Brain injury claims in female Australian Football League pose escalating insurance risk
Insurers are facing growing exposure to legal claims arising from brain injuries in female Australian Football League (AFL) players, with significant implications for liability coverage and premium stability. Emerging medical research confirms that women are more susceptible to concussions, yet safety protocols in women’s leagues lag behind their male counterparts. The post-mortem diagnoses of chronic traumatic encephalopathy in players like Heather Anderson and Jacinda Barclay underscore the seriousness of this risk. If the AFL men’s class action succeeds, it could pave the way for similar claims from female AFL players, potentially triggering a surge in litigation and insurance costs. This may also impact the viability of grassroots clubs reliant on affordable coverage. Insurers must proactively engage with clubs and governing bodies to clarify policy terms, assess exposure, and implement risk mitigation strategies. Without intervention, this evolving issue could lead to premium blowouts and long-term financial strain across the sporting sector.

## DATA LISTING
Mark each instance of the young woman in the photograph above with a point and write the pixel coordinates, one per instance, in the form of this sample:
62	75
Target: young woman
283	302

--

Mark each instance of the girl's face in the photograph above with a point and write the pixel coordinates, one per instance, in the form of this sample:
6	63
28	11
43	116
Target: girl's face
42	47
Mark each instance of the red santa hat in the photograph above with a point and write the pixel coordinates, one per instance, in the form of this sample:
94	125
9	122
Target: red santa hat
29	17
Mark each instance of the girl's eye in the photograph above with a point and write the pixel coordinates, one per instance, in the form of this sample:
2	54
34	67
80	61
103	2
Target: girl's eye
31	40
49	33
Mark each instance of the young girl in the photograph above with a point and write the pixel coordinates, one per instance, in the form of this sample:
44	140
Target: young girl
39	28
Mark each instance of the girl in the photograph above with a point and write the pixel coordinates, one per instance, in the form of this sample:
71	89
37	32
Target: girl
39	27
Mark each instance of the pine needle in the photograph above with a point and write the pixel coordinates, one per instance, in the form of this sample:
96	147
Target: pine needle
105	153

## TASK INSTRUCTIONS
a – In the article on brain injury claims in women's Australian Football League, what does emerging medical research confirm about women?
b – Continue the article on brain injury claims in women's Australian Football League beyond its final sentence.

## ACTIVITY ANSWERS
a – Women are more susceptible to concussions.

b –
Cyber class actions and privacy tort will escalate liability exposure
In 2026, insurers face mounting exposure from cyber-related class actions, driven by high-profile breaches such as Medibank, Optus and Latitude. Plaintiffs are increasingly seeking damages for emotional distress, reputational harm, and costs incurred in mitigating identity theft. Quantifying loss remains complex, often relying on market-based causation (e.g. share price drops) or aggregated damages across affected groups. The introduction of a statutory tort for serious invasions of privacy adds a new layer of risk. Individuals can now sue for misuse of personal data or intrusion upon seclusion, with courts empowered to award damages, injunctions, and apologies. This tort broadens the pool of potential defendants and may trigger claims under cyber, D&O, and professional indemnity policies. Insurers must reassess coverage wording, exclusions, and aggregate limits, while preparing for increased litigation and regulatory scrutiny. Proactive client engagement and scenario modelling will be essential to manage this rapidly evolving liability landscape.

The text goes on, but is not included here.